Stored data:
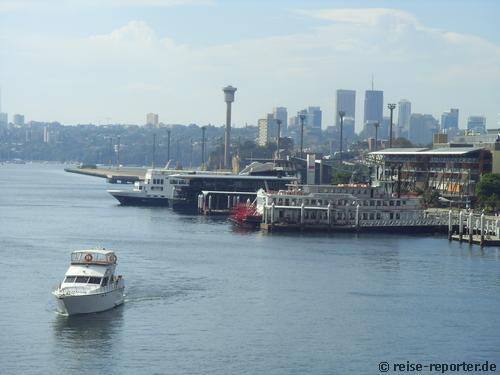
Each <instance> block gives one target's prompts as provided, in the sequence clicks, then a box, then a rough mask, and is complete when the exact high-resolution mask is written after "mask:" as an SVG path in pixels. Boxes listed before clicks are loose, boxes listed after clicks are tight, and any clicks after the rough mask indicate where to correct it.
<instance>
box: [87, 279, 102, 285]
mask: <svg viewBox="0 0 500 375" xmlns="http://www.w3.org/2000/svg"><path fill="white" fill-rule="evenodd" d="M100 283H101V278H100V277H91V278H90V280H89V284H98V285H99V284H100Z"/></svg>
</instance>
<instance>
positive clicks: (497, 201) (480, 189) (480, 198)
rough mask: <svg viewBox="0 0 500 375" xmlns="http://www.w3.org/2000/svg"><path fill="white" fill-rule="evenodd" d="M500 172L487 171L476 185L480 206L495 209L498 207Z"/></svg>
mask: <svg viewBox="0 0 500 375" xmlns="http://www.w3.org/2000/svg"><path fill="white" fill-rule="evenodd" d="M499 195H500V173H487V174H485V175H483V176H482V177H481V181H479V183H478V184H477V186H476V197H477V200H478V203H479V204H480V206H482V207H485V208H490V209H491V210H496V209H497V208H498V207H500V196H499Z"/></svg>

*EXERCISE REQUIREMENTS*: The required answer is each line of the entries containing the string "clicks".

*TASK RESULT*:
Each <instance> block gives one target's prompts as provided, in the sequence clicks, then a box, then a rough mask, and is complete when the exact high-resolution mask is written after "mask:" as an SVG path in pixels. Boxes listed before clicks are loose, boxes listed after clicks are tight, and any clicks after the rough mask indicate where to correct it.
positive clicks: (497, 201) (480, 189) (480, 198)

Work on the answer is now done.